Three days in a row, RPM graduated from his Navigator’s throne at the back and shifted into the co-pilot’s seat. Sleepless days and nights with no birds in Dumdum terminal, just the ruddy Air Defence fully ops mozzie Gnats at Barrackpore. Our eye lids became so heavy that we couldn't keep it open for more than a few seconds. RPM improvised clothes clips to pin my eye lids to my eye brows, during take-off and landing in accompaniment of his vulgar jokes with quadratic equations to blow my mind.  On the fourth consecutive night, we got airborne somehow from Dum Dum, even though the flare path seemed to be converging at the Transport Command Datum Line (TCRL), about 10 feet in front of the Dak’s nose.

As soon as we were airborne and climbing, I told RPM, ‘You got controls, wake me when we are overhead Nagpur’, burrowed myself under the mail bags and within a second was fast asleep, dreaming of fair weather birds and what I would do to them if I caught them. It was perhaps a long dream since I had many novel ideas to tackle bird menace of youth.

I woke with a start, pushed the mail bags aside, and looked at my watch. The time was ETA Nagpur + 40 mts. I jumped up and ran to the cockpit. There was no one in the cockpit, the Dak was merrily flying on its own.
‘Rrrrrr Peeee Emmmmm’, I screamed.

- [Data provided]:
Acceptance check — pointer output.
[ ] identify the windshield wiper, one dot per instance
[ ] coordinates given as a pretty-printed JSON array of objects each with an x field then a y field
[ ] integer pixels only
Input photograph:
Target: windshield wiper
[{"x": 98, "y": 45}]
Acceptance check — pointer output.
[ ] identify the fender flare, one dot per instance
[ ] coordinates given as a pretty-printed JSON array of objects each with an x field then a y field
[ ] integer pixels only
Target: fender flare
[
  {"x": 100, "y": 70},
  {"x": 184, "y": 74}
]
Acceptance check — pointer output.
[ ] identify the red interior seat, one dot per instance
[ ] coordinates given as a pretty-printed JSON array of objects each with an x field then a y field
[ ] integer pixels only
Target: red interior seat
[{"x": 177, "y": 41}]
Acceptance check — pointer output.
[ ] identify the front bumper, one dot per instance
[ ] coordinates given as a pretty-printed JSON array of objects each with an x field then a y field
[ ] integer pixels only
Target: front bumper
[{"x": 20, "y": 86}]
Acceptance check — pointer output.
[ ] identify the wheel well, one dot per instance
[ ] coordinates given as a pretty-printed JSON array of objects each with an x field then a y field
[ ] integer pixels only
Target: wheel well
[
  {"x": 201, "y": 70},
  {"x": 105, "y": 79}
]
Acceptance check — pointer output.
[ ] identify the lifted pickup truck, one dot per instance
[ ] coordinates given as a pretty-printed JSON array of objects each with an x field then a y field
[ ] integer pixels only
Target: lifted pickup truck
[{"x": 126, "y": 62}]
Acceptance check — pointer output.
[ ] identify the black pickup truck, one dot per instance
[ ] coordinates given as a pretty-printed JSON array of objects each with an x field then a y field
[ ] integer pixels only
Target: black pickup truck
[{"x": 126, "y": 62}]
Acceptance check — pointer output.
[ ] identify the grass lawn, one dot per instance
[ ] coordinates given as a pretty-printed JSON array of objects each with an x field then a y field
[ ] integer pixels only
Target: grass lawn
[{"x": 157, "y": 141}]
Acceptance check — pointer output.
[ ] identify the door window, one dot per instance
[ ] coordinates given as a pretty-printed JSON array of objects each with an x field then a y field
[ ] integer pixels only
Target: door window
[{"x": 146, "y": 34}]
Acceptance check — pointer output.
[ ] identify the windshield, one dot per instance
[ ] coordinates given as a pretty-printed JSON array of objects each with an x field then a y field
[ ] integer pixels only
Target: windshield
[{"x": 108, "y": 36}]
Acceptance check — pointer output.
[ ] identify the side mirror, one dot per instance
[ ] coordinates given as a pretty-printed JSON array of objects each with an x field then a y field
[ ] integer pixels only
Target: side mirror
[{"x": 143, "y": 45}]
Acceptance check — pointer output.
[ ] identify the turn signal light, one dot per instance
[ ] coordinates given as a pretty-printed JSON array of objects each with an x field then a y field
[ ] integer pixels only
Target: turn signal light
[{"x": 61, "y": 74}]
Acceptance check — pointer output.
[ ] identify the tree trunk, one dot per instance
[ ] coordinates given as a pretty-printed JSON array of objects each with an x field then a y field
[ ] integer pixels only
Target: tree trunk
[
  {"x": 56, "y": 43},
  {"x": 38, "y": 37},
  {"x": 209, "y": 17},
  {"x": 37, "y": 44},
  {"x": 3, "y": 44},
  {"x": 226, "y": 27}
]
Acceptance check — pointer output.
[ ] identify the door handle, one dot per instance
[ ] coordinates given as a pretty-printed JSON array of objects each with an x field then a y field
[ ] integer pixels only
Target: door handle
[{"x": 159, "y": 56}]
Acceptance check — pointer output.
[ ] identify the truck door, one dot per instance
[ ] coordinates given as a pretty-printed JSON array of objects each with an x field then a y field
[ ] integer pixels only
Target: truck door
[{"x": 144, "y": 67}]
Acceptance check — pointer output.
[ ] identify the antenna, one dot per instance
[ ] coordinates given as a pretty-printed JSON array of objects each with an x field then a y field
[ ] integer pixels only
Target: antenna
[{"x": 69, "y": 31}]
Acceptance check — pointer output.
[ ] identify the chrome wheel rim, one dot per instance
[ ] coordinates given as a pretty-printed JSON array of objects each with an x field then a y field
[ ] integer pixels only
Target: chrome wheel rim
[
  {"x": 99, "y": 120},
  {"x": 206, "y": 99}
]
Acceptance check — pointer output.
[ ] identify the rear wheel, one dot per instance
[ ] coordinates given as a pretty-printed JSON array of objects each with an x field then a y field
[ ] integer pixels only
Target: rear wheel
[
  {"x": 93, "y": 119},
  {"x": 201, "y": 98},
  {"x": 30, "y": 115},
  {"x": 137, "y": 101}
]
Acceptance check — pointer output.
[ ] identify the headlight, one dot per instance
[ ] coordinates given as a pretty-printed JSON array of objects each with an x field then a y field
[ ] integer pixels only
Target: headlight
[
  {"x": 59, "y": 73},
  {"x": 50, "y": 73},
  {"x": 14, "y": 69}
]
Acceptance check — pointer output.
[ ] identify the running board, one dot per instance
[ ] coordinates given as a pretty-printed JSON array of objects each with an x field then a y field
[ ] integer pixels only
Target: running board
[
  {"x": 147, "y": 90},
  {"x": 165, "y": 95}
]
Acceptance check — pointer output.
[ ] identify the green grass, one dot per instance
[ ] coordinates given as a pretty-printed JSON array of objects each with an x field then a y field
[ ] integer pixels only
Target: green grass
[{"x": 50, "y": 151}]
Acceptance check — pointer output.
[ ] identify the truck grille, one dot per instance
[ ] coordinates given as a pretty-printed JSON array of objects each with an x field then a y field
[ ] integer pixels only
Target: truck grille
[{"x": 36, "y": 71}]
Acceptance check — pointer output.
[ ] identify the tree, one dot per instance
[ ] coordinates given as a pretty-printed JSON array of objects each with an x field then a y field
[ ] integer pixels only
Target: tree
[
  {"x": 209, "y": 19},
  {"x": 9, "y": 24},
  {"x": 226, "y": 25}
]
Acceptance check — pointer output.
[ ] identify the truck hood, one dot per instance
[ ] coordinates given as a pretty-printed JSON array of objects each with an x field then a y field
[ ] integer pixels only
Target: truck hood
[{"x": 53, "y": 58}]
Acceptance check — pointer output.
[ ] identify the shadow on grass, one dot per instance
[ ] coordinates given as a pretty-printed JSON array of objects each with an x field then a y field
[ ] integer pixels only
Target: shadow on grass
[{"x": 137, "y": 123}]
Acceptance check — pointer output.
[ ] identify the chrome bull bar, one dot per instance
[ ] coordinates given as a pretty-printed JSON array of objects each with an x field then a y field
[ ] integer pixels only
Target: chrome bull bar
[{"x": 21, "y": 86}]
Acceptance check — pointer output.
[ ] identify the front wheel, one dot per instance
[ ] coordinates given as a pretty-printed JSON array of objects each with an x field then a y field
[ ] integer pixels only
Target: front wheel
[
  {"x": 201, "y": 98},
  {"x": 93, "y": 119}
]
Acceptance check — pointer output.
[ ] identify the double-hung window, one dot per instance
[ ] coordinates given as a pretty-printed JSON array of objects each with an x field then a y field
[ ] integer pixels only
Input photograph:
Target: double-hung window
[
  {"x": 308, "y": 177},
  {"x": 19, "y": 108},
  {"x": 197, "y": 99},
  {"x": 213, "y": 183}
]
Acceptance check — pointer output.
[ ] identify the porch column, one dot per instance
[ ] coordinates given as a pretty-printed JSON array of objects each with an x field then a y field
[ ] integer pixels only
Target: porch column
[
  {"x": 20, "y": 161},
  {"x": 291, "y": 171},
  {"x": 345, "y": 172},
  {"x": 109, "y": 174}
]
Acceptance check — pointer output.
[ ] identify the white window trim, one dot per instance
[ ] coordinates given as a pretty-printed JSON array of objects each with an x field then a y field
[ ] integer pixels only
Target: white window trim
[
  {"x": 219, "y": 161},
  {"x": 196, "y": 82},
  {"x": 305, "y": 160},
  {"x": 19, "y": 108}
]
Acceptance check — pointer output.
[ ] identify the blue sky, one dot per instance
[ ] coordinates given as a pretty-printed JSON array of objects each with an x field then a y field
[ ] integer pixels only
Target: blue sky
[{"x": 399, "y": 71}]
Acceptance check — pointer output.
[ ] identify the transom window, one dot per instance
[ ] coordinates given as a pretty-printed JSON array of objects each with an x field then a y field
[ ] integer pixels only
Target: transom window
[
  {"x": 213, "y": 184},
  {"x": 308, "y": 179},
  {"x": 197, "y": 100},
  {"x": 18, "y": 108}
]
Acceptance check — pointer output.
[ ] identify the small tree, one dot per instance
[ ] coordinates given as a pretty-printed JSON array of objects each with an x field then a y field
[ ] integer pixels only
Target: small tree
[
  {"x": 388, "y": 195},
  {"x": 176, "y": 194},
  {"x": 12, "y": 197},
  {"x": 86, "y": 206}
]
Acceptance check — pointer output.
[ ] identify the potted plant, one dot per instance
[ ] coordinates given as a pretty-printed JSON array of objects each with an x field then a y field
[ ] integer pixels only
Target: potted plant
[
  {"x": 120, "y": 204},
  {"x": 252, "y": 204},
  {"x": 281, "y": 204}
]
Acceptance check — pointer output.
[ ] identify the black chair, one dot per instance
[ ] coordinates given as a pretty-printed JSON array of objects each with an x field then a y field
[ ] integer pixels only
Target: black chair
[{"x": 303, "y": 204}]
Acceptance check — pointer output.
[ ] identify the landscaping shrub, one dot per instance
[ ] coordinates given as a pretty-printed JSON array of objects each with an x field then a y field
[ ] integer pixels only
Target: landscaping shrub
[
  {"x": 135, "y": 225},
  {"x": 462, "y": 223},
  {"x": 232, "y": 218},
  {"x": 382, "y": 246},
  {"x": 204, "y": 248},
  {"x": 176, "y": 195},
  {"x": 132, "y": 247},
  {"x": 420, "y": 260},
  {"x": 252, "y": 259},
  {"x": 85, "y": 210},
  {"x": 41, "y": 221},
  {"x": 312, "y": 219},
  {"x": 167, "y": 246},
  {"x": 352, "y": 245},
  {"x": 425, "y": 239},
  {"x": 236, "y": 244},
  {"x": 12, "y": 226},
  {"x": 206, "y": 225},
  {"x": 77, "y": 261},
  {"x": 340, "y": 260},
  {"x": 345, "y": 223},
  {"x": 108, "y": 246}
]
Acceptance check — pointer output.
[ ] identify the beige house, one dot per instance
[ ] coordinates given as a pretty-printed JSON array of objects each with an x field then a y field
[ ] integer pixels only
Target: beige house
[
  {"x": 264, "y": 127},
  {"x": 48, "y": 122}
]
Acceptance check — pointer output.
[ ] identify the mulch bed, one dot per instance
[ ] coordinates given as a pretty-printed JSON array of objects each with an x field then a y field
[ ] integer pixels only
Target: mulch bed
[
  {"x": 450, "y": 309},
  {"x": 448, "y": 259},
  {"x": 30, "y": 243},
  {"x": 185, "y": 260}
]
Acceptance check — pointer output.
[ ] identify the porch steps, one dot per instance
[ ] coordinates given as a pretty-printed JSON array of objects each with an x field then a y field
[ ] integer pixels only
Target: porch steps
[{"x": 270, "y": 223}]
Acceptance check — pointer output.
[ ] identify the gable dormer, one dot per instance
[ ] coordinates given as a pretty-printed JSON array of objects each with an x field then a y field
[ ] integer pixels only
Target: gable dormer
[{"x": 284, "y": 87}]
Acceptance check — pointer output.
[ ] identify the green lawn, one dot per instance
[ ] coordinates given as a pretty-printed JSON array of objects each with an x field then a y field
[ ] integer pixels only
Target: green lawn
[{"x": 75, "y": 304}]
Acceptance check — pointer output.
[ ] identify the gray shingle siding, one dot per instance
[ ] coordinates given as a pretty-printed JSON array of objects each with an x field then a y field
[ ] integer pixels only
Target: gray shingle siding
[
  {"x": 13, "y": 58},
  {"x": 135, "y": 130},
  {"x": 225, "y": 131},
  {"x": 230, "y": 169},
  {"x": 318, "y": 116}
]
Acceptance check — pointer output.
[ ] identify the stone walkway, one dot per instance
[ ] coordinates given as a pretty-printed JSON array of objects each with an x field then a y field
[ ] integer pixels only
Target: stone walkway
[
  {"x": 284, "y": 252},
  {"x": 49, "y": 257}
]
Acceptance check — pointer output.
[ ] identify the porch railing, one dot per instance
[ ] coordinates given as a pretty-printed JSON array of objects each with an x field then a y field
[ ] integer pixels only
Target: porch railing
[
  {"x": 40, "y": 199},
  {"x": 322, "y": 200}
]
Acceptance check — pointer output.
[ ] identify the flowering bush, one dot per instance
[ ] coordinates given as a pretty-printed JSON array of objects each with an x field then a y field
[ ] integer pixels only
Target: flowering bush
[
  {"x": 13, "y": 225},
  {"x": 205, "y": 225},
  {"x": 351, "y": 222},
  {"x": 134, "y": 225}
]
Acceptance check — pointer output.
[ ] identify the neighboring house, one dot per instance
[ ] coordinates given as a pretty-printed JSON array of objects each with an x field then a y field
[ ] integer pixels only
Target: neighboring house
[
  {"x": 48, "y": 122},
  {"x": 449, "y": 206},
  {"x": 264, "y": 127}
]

- [Work to complete]:
- 1) Please rework the night-flight story, starting with "As soon as we" and going on through "Emmmmm’, I screamed.", with "mail bags" changed to "mail sacks".
- 2) Pick up the night-flight story after its final line and carry it forward.

- [Answers to the exercises]:
- 1)
As soon as we were airborne and climbing, I told RPM, ‘You got controls, wake me when we are overhead Nagpur’, burrowed myself under the mail sacks and within a second was fast asleep, dreaming of fair weather birds and what I would do to them if I caught them. It was perhaps a long dream since I had many novel ideas to tackle bird menace of youth.

I woke with a start, pushed the mail sacks aside, and looked at my watch. The time was ETA Nagpur + 40 mts. I jumped up and ran to the cockpit. There was no one in the cockpit, the Dak was merrily flying on its own.
‘Rrrrrr Peeee Emmmmm’, I screamed.

- 2)
I ran back into the fuselage. I could see one flying boot sticking out from under the mail bags. I gave the boot a football corner kick. RPM shot out like a Polaris missile launched from a submarine, from under the mail bags. ‘There is none is the cockpit’, I shouted over the din of the engine noise and the cold air rushing around the fuselage. I ran back and buckled myself into my seat. RPM was right behind and strapped himself in.
I put on the landing lights.
‘What are you doing ?’, RPM quizzed making a face.
‘I am trying to look out for Nagpur’, I said, perhaps incipient panic and onset of disorientation.
‘Switch the ruddy thing off. We over flew Nagpur 43 minutes ago’, he said calmly, displaying supreme confidence, a character trait of RPM. ‘Turn around’, he ordered me, pulling on the khaki cloth head set with bulbous earphones that made us look like monkeys. I did the same and buckled my dummy smelly Oxygen mask on my face, used only because it had a microphone inside. I had to have both hands to disengage autopilot, usually the Dak bucked and kicked like a mule when the autopilot was disengaged.

‘Nagpur approach, Victor Oscar Bravo’, RPM pressed the PTT and said into his dummy Oxygen mask without clipping it on his face. He couldn't stand his own spit smell and made RT calls without breathing.
I began to turn around, but was unsure which was the sky and which was the ground, both looked the same. ‘RPM, which way is the ground ?’ I asked.

‘Oscar Bravo, Na-ga-pur, I was so bhurried, how do you read ? I made so many calls, you did not resh-pund’, the Bong Nagpur civil controller began complaining. I think I was trying to invert the Dak thinking that sky was the ground.

RPM tapped the artificial horizon, trying to make me focus there. ‘Nagpur Bravo is inbound from west, stand by for ETA’, he said breathlessly.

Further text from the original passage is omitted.